Exercise details
Continue the interview excerpt about Policarpa Salavarrieta and gender training at the Bogota City Council, picking up after its last sentence.

Excerpt provided
BEGIN

That’s a tough question because there are so many, but I’d have to say Policarpa Salavarrieta, a revolutionary who fought for independence from the Spanish Empire in the early 1800s. Little is known of her outside of my home country of Colombia, which I why I’d like to share the story of this remarkable woman.
Policarpa was a young woman, employed as a seamstress in the homes of Spanish military leaders, who heard and passed along important political information that helped strengthen the resistance movement. Eventually she was discovered, jailed, tried and executed but not before she delivered these powerful last words: “Although I am a woman and young, I have more than enough courage to suffer this death and a thousand more!”
As one of approximately 50 female agents executed as part of the resistance movement, she earned a special place in the rich history of Colombia but the point of my retelling is that she is an inspirational figure and should be a considered a heroine everywhere in the world.
For anyone interested in learning more about this brave, determined, rebellious woman, I recommend the book Good Night Stories for Rebel Girls by Elena Favilli and Francesca Cavallo.
You have experience working for social justice on local and national levels. What would you highlight from your work on gender issues?
Before I came to Fletcher, I worked for the City Council in Bogota and there, I identified a critical need for City Council members to be better educated on gender topics. This was based on my observations and concern that issues facing women were not well understood, and that a training initiative would be valuable in terms of a more balanced representation of issues affecting the constituency.
I developed the training program and toolkit hand-in-hand with UN Women and City Council members. These efforts were specifically geared to elected officials and their teams and explored many aspects of gender, such as gender mainstreaming political debates, gendering budgets on a local level and knowledge about gender to an appropriate political control to the administration. Nearly 200 people were trained over three sessions, all online because of COVID restrictions.

END

Data extract

BEGIN

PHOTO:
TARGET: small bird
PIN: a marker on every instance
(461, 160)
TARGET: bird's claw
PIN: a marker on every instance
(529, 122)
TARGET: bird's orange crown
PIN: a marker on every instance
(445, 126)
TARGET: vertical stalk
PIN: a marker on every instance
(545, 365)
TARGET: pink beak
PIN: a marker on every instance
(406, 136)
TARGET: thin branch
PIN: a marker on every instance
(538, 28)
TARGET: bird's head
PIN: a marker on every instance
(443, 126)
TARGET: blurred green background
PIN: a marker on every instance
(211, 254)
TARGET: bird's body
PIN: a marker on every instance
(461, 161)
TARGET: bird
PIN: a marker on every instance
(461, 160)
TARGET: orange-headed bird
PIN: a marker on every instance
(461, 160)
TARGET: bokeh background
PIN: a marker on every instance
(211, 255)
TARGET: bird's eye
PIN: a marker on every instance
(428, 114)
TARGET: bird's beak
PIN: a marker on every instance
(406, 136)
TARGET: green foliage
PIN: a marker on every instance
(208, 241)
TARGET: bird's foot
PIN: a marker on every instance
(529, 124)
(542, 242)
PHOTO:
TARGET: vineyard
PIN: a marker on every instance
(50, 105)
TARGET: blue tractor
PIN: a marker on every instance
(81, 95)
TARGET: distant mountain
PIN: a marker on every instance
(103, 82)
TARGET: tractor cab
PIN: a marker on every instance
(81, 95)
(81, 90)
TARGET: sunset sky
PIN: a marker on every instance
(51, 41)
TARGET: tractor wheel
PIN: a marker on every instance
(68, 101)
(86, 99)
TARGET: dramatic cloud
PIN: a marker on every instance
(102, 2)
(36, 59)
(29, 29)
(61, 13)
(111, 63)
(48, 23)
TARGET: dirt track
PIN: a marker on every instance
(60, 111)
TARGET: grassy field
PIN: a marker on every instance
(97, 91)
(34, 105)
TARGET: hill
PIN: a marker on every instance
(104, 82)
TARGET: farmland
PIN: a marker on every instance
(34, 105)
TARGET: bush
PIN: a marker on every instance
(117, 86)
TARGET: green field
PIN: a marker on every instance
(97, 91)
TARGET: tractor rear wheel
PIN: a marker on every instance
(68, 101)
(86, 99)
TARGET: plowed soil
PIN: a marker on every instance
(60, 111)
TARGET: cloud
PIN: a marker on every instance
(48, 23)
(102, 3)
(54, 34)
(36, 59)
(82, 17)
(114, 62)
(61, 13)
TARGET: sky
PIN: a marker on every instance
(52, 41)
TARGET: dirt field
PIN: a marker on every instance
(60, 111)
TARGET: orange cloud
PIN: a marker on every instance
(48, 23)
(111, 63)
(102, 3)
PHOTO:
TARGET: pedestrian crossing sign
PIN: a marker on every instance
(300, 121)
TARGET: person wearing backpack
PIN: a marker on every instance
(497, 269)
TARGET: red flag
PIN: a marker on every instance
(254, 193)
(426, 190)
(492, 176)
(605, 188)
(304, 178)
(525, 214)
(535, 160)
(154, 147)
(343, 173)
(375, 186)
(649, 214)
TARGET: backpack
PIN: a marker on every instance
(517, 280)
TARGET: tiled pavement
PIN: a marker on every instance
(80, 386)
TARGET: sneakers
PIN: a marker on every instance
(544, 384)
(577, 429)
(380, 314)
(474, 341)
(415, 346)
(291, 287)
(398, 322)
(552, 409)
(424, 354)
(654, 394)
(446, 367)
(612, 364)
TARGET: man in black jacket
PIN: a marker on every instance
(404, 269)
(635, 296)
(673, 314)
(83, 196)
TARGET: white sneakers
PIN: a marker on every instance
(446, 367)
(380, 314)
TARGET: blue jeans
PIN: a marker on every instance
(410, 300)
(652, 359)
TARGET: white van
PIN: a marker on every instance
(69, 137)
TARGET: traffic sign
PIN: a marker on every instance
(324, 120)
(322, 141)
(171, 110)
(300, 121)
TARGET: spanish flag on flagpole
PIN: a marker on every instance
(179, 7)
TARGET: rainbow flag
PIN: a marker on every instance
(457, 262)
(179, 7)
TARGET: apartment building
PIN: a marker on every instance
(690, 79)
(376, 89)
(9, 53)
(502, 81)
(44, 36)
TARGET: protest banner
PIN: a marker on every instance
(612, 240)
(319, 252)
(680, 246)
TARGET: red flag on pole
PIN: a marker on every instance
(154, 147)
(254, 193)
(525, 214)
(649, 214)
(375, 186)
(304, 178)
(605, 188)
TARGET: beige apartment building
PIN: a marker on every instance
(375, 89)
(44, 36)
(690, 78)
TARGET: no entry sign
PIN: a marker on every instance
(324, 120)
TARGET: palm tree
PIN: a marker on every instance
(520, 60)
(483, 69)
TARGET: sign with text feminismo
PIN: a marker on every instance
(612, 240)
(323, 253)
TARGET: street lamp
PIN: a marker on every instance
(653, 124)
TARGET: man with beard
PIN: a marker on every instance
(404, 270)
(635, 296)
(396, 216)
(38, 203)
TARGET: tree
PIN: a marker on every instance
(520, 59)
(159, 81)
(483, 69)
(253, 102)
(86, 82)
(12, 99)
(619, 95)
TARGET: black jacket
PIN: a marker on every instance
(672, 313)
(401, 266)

END

Response area
I’m very proud of the impact it has made and how it has opened peoples’ eyes to existing gender bias in their own thinking and on a broader level as well. The Bogota City Council Toolkit was so well-received that it is now an ongoing, mandated program. Plus, the group UN Women supported its creation which was very exciting and a wonderful endorsement.
Of the many issues and obstacles facing women, care seems to be at the top of the list. Why?
Countries like Denmark understand how care should be responsibly administered on a national basis. I think on a global level we can learn a lot from their model about why care has to be paid, and why care is something that must be tackled from every sector.
There was a lot of chaos in 2020, between pandemic quarantines, fear of increases in COVID-19 cases, and uncertainty about the economic future and our health. For women, the situational impact was even more dramatic: unemployment grew disproportionately, cases of gender-based violence increased, paid domestic work decreased, and unpaid domestic and care work increased.
Women not only had to worry about surviving a crisis, but also, if they were lucky enough not to lose their jobs, they faced a triple working day: domestic work within the home, care work with people who need support and work for which they receive income.
As the Italian scholar Silvia Federici once stated, “That thing that you call love, is unpaid care work.”